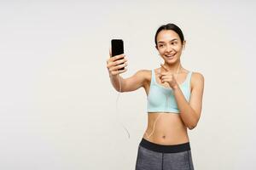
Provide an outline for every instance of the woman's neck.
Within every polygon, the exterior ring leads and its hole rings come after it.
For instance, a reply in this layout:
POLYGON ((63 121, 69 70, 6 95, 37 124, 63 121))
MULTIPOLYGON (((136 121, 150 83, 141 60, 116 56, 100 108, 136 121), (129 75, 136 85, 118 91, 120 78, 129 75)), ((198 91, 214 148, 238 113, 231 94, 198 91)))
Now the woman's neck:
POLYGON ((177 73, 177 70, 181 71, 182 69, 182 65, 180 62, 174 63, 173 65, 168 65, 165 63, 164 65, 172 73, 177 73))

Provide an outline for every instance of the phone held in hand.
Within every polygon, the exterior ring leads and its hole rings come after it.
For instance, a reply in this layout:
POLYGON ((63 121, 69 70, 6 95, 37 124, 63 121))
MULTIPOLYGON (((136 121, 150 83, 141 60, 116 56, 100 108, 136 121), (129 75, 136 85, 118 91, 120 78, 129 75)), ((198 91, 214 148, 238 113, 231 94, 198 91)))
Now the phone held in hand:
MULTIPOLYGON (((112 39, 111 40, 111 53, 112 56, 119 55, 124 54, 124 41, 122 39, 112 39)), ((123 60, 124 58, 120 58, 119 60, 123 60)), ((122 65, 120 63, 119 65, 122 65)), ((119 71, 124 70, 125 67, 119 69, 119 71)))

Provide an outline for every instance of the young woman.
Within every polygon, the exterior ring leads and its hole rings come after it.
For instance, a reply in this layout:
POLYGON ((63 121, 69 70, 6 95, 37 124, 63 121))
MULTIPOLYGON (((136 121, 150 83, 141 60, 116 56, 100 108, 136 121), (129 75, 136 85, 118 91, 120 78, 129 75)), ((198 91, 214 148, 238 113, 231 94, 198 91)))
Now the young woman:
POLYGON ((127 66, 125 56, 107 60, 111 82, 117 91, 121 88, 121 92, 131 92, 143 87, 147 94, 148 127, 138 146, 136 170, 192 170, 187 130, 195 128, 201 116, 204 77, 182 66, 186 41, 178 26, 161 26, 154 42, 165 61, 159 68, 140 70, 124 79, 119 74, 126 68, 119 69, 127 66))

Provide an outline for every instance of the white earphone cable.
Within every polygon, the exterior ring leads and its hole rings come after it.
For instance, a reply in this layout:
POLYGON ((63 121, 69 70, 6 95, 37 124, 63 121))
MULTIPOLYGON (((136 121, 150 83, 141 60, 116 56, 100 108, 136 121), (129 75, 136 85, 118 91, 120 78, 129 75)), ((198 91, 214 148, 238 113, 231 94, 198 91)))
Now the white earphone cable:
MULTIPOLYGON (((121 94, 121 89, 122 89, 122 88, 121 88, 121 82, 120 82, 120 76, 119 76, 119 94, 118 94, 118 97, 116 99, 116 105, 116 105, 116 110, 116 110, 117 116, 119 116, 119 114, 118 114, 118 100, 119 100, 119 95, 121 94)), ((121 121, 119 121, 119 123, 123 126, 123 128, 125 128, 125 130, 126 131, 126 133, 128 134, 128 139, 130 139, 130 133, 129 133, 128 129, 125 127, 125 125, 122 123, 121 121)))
==
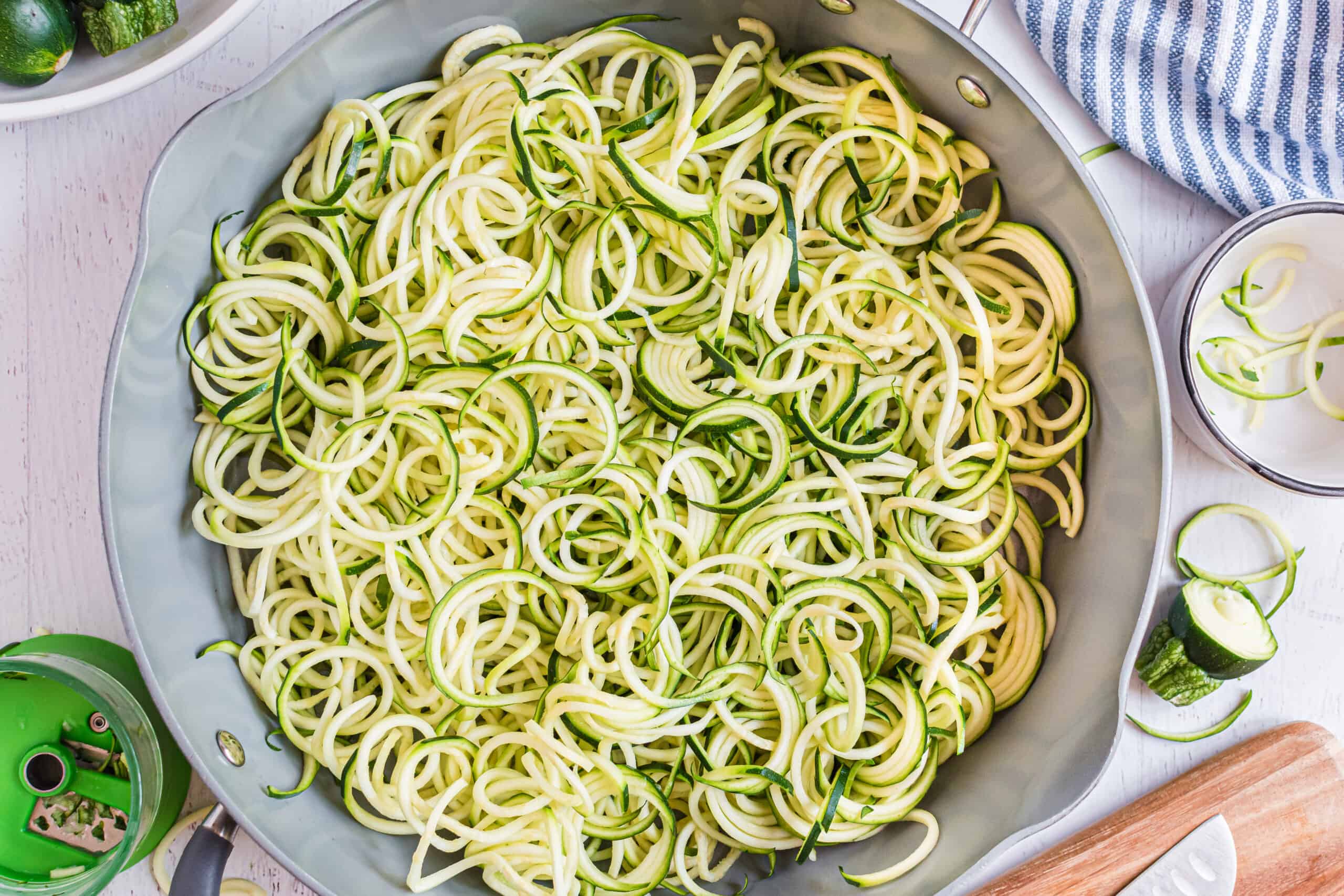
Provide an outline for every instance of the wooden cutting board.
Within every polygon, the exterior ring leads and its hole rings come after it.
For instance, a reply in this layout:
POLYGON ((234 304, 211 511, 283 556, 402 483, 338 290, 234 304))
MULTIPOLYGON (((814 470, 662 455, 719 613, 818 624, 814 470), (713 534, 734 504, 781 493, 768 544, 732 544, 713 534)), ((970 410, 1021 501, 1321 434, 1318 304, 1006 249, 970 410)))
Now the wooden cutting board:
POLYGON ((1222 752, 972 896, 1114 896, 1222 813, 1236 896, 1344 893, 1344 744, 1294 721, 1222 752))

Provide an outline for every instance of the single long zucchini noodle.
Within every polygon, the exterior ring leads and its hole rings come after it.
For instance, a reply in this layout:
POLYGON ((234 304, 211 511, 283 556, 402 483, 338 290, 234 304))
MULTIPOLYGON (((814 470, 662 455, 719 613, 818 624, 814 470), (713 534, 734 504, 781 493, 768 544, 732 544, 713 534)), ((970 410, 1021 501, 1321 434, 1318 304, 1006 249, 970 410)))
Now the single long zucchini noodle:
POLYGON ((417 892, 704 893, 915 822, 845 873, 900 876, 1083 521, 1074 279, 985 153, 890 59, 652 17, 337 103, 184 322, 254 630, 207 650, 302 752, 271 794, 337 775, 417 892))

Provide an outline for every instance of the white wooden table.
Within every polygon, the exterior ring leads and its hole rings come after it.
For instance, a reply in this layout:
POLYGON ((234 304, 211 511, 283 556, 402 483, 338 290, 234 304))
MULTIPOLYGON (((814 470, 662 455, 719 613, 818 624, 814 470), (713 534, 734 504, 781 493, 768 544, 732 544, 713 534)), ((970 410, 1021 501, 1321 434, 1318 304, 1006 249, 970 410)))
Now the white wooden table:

● **Short task**:
Please update the lines that open with the one containing "Provide an outline for every instance of the single" and close with the one containing "Now the white wooden", both included, by replacing "exterior ring" with "outer ring" and leaving everything else unchanged. Return only those lines.

● **Output for this task**:
Provide an outline for every instance of the single long zucchini noodle.
Within every polygon, the outer ring leads and its hole rings come after it.
For instance, a reply in this layout:
POLYGON ((234 304, 211 511, 283 556, 402 483, 338 290, 234 304))
MULTIPOLYGON (((814 470, 662 455, 719 613, 818 624, 814 470), (713 534, 734 504, 781 493, 768 544, 732 544, 713 534)), ((970 410, 1021 501, 1321 434, 1318 304, 1006 249, 970 410)))
Now the single long zucchini noodle:
POLYGON ((417 892, 704 893, 915 822, 845 873, 900 876, 1083 521, 1074 279, 985 153, 890 59, 652 17, 337 103, 184 322, 254 630, 207 650, 302 752, 271 794, 337 775, 417 892))

Provide an outline for every instance of the white wooden table.
Within every polygon, the outer ring leads and its hole rings come after it.
For instance, a reply in this layout:
POLYGON ((234 304, 211 511, 283 556, 402 483, 338 290, 234 304))
MULTIPOLYGON (((814 470, 662 455, 719 613, 818 624, 814 470), (713 534, 734 504, 781 493, 768 544, 732 544, 713 534)), ((970 410, 1021 501, 1321 434, 1318 304, 1006 249, 970 410)))
Now the white wooden table:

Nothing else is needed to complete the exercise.